• _Prompt_
Count the lines in the rows below that contain the string "washing", with case taken into account. Give only the number.

• _Object point labels_
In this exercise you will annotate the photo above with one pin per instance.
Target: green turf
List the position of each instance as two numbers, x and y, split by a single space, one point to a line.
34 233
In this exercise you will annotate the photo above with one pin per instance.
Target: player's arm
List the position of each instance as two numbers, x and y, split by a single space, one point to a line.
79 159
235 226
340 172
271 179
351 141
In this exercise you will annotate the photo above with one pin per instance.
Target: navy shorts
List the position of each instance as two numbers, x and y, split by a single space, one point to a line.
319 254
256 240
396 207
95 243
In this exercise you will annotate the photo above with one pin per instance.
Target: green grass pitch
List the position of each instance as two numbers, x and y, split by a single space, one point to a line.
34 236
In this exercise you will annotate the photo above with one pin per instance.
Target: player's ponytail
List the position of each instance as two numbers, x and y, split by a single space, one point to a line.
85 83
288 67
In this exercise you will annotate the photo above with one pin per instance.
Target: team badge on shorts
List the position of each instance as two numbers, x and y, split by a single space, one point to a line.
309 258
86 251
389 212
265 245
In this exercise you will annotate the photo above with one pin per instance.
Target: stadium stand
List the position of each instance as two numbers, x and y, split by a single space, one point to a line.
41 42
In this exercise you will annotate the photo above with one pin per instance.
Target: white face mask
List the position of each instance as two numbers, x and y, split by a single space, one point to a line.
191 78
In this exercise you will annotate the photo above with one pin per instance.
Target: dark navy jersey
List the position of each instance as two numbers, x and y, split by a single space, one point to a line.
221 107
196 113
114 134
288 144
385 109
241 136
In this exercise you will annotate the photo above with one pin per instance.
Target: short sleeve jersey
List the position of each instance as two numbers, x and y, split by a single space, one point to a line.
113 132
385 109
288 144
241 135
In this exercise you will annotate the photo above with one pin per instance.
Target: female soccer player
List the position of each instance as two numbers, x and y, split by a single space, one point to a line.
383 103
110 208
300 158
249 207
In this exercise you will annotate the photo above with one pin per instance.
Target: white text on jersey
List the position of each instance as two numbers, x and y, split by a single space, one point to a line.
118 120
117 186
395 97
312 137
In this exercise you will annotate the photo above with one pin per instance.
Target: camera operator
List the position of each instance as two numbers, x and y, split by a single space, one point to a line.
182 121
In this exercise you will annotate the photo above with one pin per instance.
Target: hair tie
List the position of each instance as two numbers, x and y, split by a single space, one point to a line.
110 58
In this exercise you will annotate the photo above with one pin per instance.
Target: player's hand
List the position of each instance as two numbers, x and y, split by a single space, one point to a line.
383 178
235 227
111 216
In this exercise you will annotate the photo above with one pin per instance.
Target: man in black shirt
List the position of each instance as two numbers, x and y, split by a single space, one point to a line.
...
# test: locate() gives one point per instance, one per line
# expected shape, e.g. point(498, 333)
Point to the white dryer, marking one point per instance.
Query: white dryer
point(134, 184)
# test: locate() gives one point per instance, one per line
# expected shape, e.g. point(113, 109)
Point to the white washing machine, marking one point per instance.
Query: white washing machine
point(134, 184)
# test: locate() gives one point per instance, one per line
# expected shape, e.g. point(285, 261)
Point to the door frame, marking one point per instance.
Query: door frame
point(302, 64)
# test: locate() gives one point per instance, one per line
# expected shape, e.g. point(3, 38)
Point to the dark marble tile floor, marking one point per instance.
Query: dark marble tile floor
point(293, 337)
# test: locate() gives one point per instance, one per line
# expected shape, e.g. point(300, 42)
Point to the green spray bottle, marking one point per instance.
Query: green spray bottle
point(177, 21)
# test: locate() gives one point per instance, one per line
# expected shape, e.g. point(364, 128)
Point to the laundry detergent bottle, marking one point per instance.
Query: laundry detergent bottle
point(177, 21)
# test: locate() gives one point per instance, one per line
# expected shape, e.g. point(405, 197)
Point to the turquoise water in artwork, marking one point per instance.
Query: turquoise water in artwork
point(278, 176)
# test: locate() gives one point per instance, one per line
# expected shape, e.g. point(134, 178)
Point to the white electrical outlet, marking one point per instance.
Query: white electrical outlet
--
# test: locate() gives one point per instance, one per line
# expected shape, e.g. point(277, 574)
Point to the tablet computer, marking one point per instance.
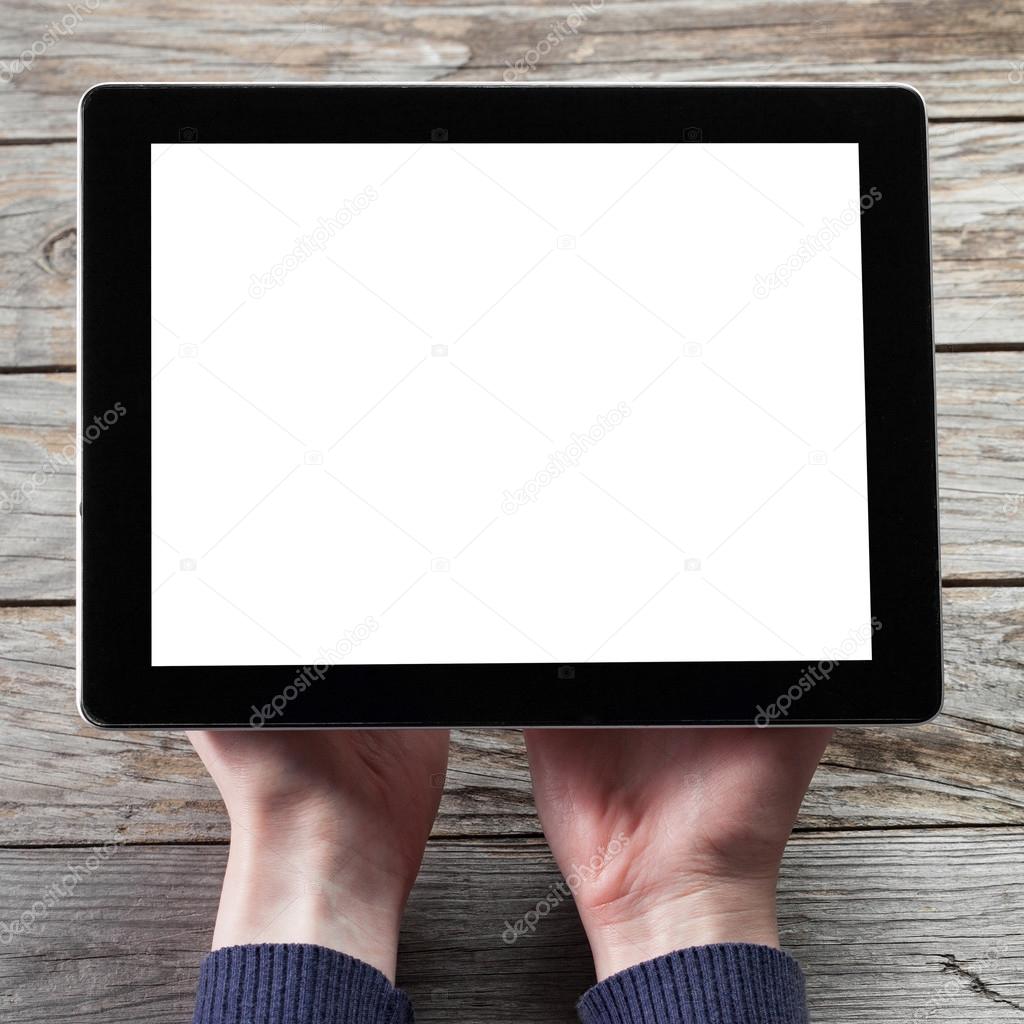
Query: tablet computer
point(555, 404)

• _Solution_
2